### Problem statement:
Reproduce the following listing word for word and line for line, but omit the pictures from your answer.

### Data lines:

----------------

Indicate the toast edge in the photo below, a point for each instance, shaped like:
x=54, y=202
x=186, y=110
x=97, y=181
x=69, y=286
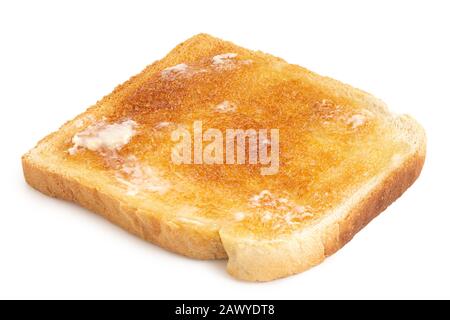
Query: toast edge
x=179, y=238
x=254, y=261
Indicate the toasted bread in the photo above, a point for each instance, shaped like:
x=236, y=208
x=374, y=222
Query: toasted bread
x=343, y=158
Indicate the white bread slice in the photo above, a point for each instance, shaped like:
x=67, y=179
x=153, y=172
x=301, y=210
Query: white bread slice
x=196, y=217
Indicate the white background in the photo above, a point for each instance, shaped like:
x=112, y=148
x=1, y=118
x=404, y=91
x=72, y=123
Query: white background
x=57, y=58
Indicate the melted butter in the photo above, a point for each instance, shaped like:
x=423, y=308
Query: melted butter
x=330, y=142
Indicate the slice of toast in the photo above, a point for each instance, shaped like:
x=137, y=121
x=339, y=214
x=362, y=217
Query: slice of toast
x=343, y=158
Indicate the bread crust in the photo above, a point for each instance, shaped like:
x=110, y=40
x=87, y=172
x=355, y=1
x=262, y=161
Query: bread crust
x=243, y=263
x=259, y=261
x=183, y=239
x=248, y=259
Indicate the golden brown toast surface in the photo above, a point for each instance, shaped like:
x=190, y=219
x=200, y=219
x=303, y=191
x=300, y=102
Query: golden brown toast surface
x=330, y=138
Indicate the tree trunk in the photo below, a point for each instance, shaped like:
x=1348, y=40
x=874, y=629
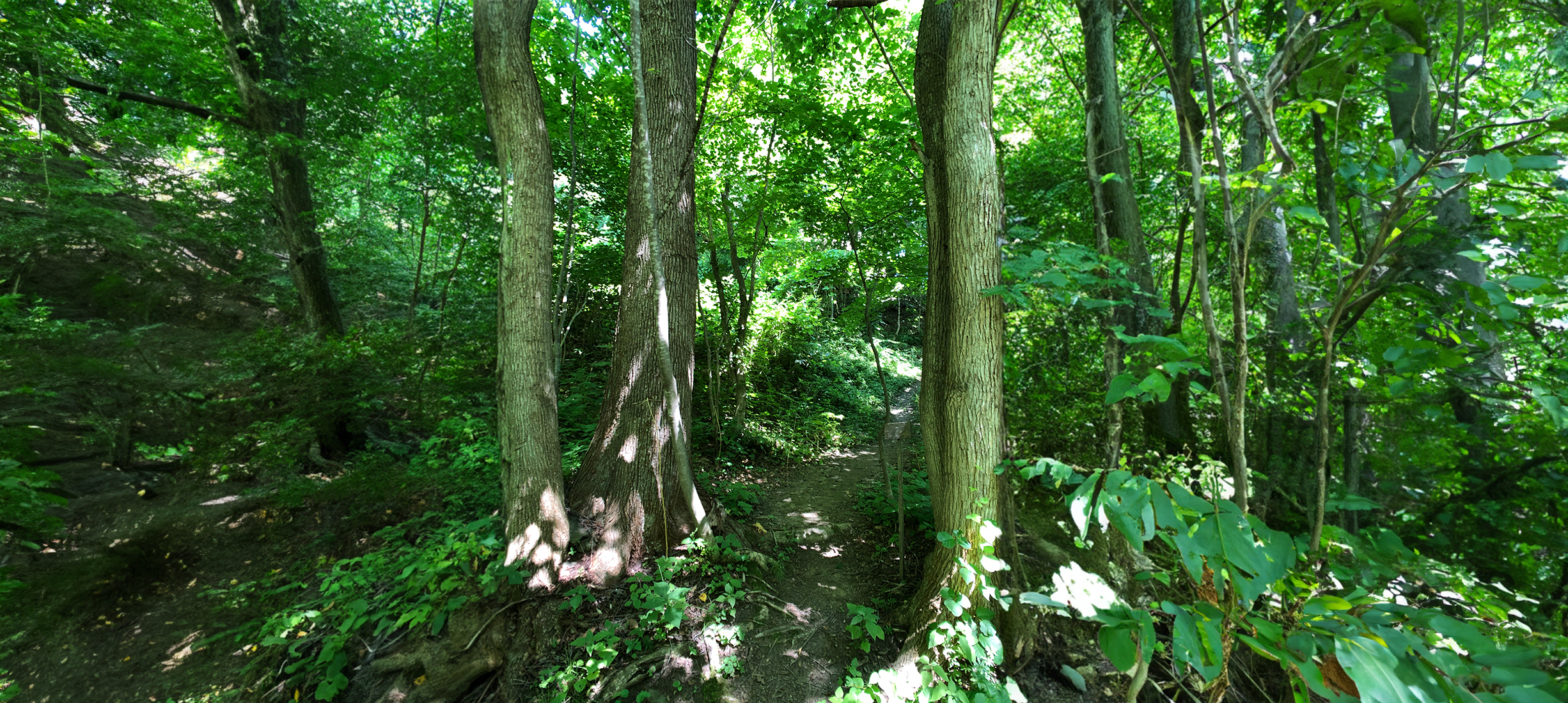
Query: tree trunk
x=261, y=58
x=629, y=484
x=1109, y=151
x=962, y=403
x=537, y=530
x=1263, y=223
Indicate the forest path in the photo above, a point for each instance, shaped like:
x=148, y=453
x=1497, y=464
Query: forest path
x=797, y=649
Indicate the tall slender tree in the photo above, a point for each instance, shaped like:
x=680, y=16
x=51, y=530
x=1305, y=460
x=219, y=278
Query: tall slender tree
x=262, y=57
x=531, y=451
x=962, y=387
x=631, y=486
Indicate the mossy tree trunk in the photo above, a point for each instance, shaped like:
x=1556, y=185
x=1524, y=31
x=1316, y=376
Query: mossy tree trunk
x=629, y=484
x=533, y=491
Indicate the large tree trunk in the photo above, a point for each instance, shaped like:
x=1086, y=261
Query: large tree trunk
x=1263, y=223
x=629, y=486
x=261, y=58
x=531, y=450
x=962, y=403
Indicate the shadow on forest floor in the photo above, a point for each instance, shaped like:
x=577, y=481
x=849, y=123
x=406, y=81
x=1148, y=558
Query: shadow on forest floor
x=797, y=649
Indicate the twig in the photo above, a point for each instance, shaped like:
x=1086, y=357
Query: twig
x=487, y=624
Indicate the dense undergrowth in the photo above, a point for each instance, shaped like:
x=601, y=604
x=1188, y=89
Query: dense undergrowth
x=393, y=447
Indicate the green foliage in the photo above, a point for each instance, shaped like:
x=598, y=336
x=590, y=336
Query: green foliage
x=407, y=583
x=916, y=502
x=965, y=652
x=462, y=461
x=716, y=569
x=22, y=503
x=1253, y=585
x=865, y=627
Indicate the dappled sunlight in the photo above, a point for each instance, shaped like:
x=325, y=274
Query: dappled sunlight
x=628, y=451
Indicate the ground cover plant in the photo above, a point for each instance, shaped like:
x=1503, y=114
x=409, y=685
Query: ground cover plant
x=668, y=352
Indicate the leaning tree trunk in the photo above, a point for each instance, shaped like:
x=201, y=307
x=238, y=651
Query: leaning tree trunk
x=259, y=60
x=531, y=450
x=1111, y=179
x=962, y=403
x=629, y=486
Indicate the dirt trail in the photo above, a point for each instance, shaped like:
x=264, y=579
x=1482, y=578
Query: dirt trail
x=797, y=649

----------------

### Result for this task:
Indicate the toast edge in the photo below, a point for each instance, shaped like:
x=54, y=202
x=186, y=110
x=97, y=181
x=69, y=286
Query: toast edge
x=179, y=238
x=254, y=261
Indicate the toasted bread in the photo above, a point for each instance, shaped like:
x=236, y=208
x=374, y=222
Query: toasted bread
x=343, y=158
Indicate the white bread slice in the photo above, a point for each instance, shaped like:
x=67, y=179
x=153, y=172
x=301, y=210
Query: white bread slice
x=196, y=217
Indicate the white background in the photo above, a point for each instance, shaped like:
x=112, y=148
x=1, y=118
x=404, y=91
x=72, y=123
Query: white background
x=57, y=58
Indicate the melted butter in the photo above, a point for each instance, shaped like:
x=423, y=308
Query: melted butter
x=330, y=142
Indicate the slice of toast in the photo above, a point for each instance, shaped like:
x=137, y=121
x=339, y=214
x=362, y=217
Query: slice of toast
x=343, y=158
Indicate the bread crust in the photo above, a point for each instance, shaped like:
x=110, y=40
x=87, y=172
x=355, y=1
x=262, y=161
Query: bread crust
x=243, y=263
x=259, y=261
x=183, y=239
x=248, y=259
Indicate the golden brown toast surface in the photo above, a point for each instance, shaped like:
x=190, y=219
x=200, y=219
x=303, y=191
x=300, y=102
Query: golden brown toast surface
x=330, y=138
Indicate the tree trunk in the photo below, a point for each instance, shaped like:
x=1348, y=40
x=874, y=629
Query: tree trunk
x=261, y=58
x=629, y=484
x=1109, y=151
x=962, y=403
x=537, y=530
x=1263, y=223
Indicate the forest path in the photo above, a point for each instance, shaped like:
x=148, y=453
x=1497, y=464
Query: forest path
x=797, y=649
Indicate the tall slender tree in the photo above, a point for each instance, shaped like:
x=680, y=16
x=51, y=530
x=1305, y=460
x=219, y=278
Query: tall slender tree
x=262, y=57
x=531, y=451
x=962, y=387
x=631, y=486
Indicate the mossy tree trunk in the photo above, a point for each instance, shaped like:
x=1556, y=185
x=1524, y=31
x=1316, y=376
Query: mossy tree trunk
x=629, y=484
x=533, y=491
Indicate the large tree trunk in the photo above, a point for each instance, shaped like:
x=1086, y=261
Query: large tree trunk
x=1263, y=223
x=629, y=486
x=261, y=58
x=531, y=450
x=962, y=403
Indicate the shadow on forest floor in the photo above, a point for each instance, shaped like:
x=577, y=481
x=849, y=123
x=406, y=81
x=1148, y=558
Query: shadow on forest floor
x=797, y=649
Indicate the twig in the photo above, a point for each instance, shaped like:
x=1086, y=357
Query: twig
x=487, y=624
Indicate the dense undergrowth in the photo above, a point for each instance, shaped like:
x=601, y=604
x=1188, y=89
Query: dense undergrowth
x=393, y=447
Indicate the green foliage in the photo above, a point for each instance, shaped like:
x=598, y=336
x=590, y=336
Query: green foliage
x=407, y=583
x=916, y=502
x=965, y=652
x=462, y=461
x=716, y=569
x=22, y=503
x=1253, y=585
x=865, y=627
Indicate the dappled sunlight in the photo above, a point for each instance, shaped like:
x=325, y=274
Query: dappled sunlight
x=628, y=451
Indicate the ground cover plant in the photo above, a point for each instance, shaped like:
x=1503, y=114
x=409, y=685
Query: ground cover plant
x=668, y=352
Indicate the leaning tree trunk in the photo above, a point for each instance, shaped like:
x=201, y=307
x=238, y=651
Query: leaning tree trunk
x=259, y=60
x=531, y=450
x=1111, y=179
x=962, y=403
x=629, y=486
Indicate the dirt trail in the photo above, a point for each instance, shaped like:
x=264, y=579
x=1482, y=578
Query: dirt trail
x=797, y=649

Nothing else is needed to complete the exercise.